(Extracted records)
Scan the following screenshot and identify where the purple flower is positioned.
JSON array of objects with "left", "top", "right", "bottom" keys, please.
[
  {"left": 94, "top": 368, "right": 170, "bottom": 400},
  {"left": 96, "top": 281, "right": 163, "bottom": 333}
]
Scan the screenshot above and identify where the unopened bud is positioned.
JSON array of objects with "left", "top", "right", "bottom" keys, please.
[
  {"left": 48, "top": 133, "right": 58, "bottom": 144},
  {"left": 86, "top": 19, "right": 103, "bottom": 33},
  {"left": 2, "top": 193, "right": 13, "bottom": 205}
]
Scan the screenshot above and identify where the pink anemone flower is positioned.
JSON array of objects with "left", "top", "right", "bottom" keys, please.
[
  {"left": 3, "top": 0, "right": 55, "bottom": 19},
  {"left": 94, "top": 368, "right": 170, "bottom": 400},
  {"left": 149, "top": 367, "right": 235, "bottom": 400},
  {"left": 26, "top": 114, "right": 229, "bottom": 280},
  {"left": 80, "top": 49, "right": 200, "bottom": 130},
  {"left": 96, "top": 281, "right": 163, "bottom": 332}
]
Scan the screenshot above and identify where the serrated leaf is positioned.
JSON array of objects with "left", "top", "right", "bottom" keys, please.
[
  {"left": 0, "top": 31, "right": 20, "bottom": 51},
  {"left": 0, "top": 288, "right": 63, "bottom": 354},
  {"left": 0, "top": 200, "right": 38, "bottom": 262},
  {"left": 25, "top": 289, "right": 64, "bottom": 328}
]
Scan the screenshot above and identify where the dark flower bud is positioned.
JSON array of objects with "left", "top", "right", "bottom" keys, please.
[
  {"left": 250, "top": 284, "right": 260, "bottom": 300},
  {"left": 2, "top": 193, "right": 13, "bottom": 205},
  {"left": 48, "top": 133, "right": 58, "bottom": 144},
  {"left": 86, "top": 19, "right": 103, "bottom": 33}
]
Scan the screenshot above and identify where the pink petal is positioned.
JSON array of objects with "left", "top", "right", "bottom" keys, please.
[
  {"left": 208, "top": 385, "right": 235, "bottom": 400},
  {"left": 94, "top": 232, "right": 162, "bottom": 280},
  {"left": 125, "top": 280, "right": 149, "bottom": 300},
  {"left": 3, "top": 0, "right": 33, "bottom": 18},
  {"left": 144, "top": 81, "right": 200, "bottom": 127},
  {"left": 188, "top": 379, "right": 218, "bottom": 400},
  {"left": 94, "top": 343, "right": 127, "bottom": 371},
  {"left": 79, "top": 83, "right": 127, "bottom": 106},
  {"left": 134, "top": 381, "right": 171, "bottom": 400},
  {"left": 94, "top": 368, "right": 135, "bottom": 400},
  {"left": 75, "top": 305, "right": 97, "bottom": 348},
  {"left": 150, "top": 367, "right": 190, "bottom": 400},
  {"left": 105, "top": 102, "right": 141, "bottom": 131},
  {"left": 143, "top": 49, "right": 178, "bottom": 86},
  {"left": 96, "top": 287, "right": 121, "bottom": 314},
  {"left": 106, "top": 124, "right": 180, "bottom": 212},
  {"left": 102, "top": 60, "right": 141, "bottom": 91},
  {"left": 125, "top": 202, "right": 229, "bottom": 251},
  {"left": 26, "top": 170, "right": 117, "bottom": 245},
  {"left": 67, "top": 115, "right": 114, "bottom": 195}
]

TASK OBJECTIVE: Each entry must be reproduced verbatim.

TASK RESULT:
Scan the following screenshot and identify where the purple flower is positioned.
JSON array of objects with "left", "top", "right", "bottom" keys, please.
[
  {"left": 94, "top": 368, "right": 170, "bottom": 400},
  {"left": 96, "top": 281, "right": 163, "bottom": 333}
]
Scan the screenshot above and identify where the unopened bud is positioned.
JSON array of objects with "left", "top", "right", "bottom" keys, please.
[
  {"left": 48, "top": 133, "right": 58, "bottom": 144},
  {"left": 86, "top": 19, "right": 103, "bottom": 33},
  {"left": 2, "top": 193, "right": 13, "bottom": 205}
]
Scan the screenshot above and identify where the pink anemone flower is positioned.
JSON array of objects with "left", "top", "right", "bottom" keys, please.
[
  {"left": 3, "top": 0, "right": 55, "bottom": 19},
  {"left": 94, "top": 368, "right": 170, "bottom": 400},
  {"left": 149, "top": 367, "right": 235, "bottom": 400},
  {"left": 26, "top": 114, "right": 229, "bottom": 280},
  {"left": 80, "top": 49, "right": 200, "bottom": 130},
  {"left": 96, "top": 281, "right": 163, "bottom": 332}
]
Scan the screenshot above and identify where the serrated leaf is positioned.
JSON array of objects with "left", "top", "right", "bottom" keys, please.
[
  {"left": 0, "top": 31, "right": 20, "bottom": 51},
  {"left": 0, "top": 288, "right": 63, "bottom": 354},
  {"left": 0, "top": 200, "right": 38, "bottom": 262},
  {"left": 25, "top": 289, "right": 64, "bottom": 328}
]
Scan the screenshot above and identify where the dark flower bud is positioned.
JSON array of objects with "left", "top", "right", "bottom" keys, please.
[
  {"left": 250, "top": 284, "right": 260, "bottom": 300},
  {"left": 2, "top": 193, "right": 13, "bottom": 205},
  {"left": 48, "top": 133, "right": 58, "bottom": 144},
  {"left": 86, "top": 19, "right": 103, "bottom": 33}
]
Scan the screenshot above and identify where the pink petal is positioned.
JSON array of objects with "left", "top", "right", "bottom" keys, please.
[
  {"left": 208, "top": 385, "right": 235, "bottom": 400},
  {"left": 94, "top": 232, "right": 162, "bottom": 280},
  {"left": 125, "top": 280, "right": 149, "bottom": 300},
  {"left": 3, "top": 0, "right": 33, "bottom": 18},
  {"left": 144, "top": 81, "right": 200, "bottom": 127},
  {"left": 188, "top": 379, "right": 218, "bottom": 400},
  {"left": 94, "top": 343, "right": 127, "bottom": 371},
  {"left": 79, "top": 83, "right": 127, "bottom": 106},
  {"left": 134, "top": 381, "right": 171, "bottom": 400},
  {"left": 94, "top": 368, "right": 135, "bottom": 400},
  {"left": 75, "top": 305, "right": 97, "bottom": 348},
  {"left": 150, "top": 367, "right": 190, "bottom": 400},
  {"left": 105, "top": 102, "right": 141, "bottom": 131},
  {"left": 143, "top": 49, "right": 178, "bottom": 86},
  {"left": 96, "top": 287, "right": 121, "bottom": 314},
  {"left": 106, "top": 124, "right": 180, "bottom": 212},
  {"left": 102, "top": 60, "right": 141, "bottom": 91},
  {"left": 125, "top": 202, "right": 229, "bottom": 251},
  {"left": 26, "top": 170, "right": 117, "bottom": 245},
  {"left": 67, "top": 115, "right": 114, "bottom": 195}
]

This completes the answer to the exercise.